Short problem 1 → Please explain why the Gaggia Classic thread warns against over-tightening the new steam stat.
Short problem 2 → Rewrite the Gaggia Classic thread from the words "I'm unsure of" through the words "the likely suspect.", swapping "thermostats" for "switches".

Extracted text →
◇ ◇ ◇ ◇ ◇ ◇ ◇
# Gaggia Classic - Ticking/Clicking noise when steam selected



## RichardH (Aug 5, 2016)

Hi All

I have had the machine for around 10 years and have stripped it down and serviced it several times during that time. I need to replace the steam valve at some point as it leaks.

I have noticed a lack of pressure when frothing milk recently and it also clicks quite frequently. Could this be the steam thermostat?

If faulty, rather than buying a replacement stat, I thought it maybe better to add a PID instead.

What are your thoughts please?

Many thanks

Richard


----------



## RichardH (Aug 5, 2016)

Any suggestions please?


----------



## timmyjj21 (May 10, 2015)

I'm unsure of the ticking/clicking noise. There isnt a lot inside the Classic that can actually make a noise and I would consider the thermostats to be the likely suspect.

Does it correspond to the temperature light turning on and off?


----------



## RichardH (Aug 5, 2016)

Hi, the steam light doesn't flicker in time with the clicks. It sounds a bit like a hot car engine just after it has been switched off. I have removed the stats, but I'll see if I have time tomorrow to rebuild and I will post a short video clip. Thanks for responding !

Richard


----------



## Samyworld1 (Sep 20, 2020)

I know it is a very old post @RichardH

but did you manage to figure it out? 
i have exact same issue with gaggia baby class



RichardH said:


> Hi, the steam light doesn't flicker in time with the clicks. It sounds a bit like a hot car engine just after it has been switched off. I have removed the stats, but I'll see if I have time tomorrow to rebuild and I will post a short video clip. Thanks for responding !
> 
> Richard


----------



## El carajillo (Mar 16, 2013)

Is it the solenoid that is clicking ? = stuck / sticking ?


----------



## Samyworld1 (Sep 20, 2020)

El carajillo said:


> Is it the solenoid that is clicking ? = stuck / sticking ?


 Not sure

just when the steam switch is pressed

it starts clicking while heating up steam

also the ready light never goes on anymore


----------



## El carajillo (Mar 16, 2013)

Try changing the steam stat. Easy job, do not over tighten the new stat, it is easy to shear off the fixing stud.

Ready light not coming on could be because the boiler is not up to temperature.


----------
◇ ◇ ◇ ◇ ◇ ◇ ◇
Location identification items
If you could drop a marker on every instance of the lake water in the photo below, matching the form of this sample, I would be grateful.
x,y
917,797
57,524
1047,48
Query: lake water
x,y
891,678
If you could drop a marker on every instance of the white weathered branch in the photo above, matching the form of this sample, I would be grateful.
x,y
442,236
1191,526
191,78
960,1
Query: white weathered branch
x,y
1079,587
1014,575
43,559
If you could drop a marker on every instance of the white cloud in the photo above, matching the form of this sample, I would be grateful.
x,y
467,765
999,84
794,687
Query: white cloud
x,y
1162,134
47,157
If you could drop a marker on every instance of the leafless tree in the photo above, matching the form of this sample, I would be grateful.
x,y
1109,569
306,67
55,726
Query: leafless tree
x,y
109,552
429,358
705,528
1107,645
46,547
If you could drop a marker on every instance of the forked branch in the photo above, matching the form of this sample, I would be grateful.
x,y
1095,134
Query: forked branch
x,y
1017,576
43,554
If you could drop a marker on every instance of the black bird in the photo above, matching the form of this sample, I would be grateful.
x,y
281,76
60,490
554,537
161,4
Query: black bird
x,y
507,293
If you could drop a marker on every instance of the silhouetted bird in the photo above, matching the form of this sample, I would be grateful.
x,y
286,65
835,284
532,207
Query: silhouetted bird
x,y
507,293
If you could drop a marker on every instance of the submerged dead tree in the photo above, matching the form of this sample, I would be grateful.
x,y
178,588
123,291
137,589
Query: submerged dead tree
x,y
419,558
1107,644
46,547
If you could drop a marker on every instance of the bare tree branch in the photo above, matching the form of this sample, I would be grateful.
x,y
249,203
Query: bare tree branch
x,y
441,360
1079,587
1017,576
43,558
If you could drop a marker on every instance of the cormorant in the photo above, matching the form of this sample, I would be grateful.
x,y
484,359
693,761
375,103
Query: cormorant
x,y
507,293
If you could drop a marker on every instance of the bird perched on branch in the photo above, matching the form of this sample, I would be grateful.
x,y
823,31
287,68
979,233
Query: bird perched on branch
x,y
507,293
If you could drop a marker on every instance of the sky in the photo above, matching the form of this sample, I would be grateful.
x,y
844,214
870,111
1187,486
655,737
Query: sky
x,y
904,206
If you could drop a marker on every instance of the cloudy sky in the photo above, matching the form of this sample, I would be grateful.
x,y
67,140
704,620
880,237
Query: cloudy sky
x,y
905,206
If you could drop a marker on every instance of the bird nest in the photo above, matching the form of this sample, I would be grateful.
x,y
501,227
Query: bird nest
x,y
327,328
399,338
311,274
◇ ◇ ◇ ◇ ◇ ◇ ◇
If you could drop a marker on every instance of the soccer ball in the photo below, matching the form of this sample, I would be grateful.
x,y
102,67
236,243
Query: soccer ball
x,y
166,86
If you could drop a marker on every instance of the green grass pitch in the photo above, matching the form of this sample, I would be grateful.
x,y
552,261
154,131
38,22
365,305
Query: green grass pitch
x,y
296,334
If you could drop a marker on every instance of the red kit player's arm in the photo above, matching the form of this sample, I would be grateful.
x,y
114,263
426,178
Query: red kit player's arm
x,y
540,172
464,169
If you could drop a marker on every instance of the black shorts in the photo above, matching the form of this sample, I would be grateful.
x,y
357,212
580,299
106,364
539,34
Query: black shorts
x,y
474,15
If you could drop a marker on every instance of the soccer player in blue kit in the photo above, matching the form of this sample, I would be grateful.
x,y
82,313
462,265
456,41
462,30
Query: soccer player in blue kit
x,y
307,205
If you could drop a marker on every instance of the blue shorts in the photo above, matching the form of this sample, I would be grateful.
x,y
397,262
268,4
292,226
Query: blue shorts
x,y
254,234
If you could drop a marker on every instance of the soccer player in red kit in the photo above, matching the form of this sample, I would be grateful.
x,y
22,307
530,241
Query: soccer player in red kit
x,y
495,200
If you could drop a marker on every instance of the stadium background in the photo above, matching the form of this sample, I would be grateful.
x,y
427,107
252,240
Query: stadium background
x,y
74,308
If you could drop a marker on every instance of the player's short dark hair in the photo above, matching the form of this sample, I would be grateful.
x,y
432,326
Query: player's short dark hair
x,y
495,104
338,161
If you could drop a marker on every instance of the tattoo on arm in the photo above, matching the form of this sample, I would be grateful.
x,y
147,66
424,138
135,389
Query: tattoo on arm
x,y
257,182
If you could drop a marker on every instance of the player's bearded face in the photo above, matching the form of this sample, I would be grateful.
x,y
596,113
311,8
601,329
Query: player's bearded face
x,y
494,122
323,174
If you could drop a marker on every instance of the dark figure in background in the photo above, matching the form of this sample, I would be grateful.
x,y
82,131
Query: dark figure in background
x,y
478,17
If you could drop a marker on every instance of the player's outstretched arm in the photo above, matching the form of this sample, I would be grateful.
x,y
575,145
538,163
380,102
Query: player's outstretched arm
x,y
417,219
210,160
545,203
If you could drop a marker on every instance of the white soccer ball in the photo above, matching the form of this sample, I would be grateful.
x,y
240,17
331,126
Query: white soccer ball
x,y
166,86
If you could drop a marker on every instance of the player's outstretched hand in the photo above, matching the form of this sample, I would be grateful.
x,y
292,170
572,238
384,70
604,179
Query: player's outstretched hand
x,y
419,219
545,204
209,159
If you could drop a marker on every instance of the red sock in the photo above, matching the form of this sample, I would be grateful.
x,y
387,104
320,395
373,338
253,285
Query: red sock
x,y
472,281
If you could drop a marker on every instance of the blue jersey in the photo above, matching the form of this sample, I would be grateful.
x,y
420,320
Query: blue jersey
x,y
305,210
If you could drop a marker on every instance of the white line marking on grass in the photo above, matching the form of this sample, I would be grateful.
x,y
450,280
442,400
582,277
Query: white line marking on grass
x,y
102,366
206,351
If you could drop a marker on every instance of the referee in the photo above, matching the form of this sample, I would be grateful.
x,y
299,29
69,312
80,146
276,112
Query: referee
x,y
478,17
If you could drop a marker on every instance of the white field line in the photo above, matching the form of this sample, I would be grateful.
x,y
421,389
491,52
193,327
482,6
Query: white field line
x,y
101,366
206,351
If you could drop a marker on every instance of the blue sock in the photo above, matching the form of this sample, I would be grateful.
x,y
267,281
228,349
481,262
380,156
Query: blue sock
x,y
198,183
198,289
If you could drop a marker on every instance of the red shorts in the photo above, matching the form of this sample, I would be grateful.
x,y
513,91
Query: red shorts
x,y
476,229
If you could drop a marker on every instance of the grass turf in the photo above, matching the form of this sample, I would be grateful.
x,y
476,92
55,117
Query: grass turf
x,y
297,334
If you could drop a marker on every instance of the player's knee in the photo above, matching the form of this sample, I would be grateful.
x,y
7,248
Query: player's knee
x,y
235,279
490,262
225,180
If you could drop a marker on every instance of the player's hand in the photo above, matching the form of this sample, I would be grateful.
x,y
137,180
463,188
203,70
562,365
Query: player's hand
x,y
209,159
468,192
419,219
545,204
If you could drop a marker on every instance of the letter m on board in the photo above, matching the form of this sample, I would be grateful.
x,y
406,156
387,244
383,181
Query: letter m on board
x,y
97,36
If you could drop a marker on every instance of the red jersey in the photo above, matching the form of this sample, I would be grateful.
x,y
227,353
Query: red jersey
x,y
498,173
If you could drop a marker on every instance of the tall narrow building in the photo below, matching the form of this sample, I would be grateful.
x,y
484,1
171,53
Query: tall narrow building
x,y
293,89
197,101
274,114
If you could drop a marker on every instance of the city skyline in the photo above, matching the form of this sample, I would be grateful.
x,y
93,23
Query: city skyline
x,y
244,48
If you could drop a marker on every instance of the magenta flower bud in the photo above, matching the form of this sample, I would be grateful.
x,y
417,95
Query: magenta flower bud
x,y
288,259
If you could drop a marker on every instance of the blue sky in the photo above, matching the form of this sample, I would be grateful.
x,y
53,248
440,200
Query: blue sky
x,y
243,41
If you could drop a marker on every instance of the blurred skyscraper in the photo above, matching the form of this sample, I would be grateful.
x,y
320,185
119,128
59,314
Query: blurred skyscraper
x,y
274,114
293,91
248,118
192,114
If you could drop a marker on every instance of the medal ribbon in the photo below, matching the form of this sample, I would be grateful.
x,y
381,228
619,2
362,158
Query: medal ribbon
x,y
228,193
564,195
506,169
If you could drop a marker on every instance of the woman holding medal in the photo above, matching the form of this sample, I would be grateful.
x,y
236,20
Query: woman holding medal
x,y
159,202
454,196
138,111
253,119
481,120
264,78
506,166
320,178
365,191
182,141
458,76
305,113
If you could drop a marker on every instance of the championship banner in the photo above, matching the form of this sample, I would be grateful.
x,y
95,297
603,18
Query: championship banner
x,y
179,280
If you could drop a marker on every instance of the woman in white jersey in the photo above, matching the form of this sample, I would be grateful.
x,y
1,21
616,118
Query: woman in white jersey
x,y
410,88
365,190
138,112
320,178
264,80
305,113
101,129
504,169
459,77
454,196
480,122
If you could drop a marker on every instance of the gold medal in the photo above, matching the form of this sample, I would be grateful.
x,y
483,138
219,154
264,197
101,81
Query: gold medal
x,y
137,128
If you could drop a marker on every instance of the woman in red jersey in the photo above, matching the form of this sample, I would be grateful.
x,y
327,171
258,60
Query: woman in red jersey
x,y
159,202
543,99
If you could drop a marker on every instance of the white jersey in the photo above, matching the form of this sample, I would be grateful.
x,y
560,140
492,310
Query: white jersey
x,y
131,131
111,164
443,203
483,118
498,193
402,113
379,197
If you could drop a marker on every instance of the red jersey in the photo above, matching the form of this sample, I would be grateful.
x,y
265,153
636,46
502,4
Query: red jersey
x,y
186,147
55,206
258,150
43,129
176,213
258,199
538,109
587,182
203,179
◇ ◇ ◇ ◇ ◇ ◇ ◇
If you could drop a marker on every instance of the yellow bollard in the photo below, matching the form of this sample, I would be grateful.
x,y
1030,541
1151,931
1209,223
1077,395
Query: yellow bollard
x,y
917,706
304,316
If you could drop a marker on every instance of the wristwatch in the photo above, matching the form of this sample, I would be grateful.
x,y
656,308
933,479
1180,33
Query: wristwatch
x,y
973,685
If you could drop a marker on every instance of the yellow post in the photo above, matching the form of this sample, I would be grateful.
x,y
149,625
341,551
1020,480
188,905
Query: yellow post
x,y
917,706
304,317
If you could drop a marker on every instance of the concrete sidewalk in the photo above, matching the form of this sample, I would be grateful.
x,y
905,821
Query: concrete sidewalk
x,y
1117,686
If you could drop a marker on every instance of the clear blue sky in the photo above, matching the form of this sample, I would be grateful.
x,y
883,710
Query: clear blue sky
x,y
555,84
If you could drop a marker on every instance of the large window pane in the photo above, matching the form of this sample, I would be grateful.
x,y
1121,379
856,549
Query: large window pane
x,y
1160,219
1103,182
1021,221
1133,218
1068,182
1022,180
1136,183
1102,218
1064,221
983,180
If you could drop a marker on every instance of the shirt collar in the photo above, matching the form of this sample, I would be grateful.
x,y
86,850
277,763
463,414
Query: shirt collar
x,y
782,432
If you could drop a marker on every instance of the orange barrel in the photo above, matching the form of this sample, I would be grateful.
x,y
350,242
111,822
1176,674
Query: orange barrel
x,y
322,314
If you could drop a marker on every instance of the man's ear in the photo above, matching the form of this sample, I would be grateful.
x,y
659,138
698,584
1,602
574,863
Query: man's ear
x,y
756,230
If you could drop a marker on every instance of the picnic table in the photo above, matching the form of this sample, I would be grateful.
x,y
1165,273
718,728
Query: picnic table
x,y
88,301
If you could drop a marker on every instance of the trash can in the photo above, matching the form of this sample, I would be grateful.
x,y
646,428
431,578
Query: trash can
◇ ◇ ◇ ◇ ◇ ◇ ◇
Finished answer 1 → Over-tightening the new stat can easily shear off the fixing stud.

Finished answer 2 →
I'm unsure of the ticking/clicking noise. There isnt a lot inside the Classic that can actually make a noise and I would consider the switches to be the likely suspect.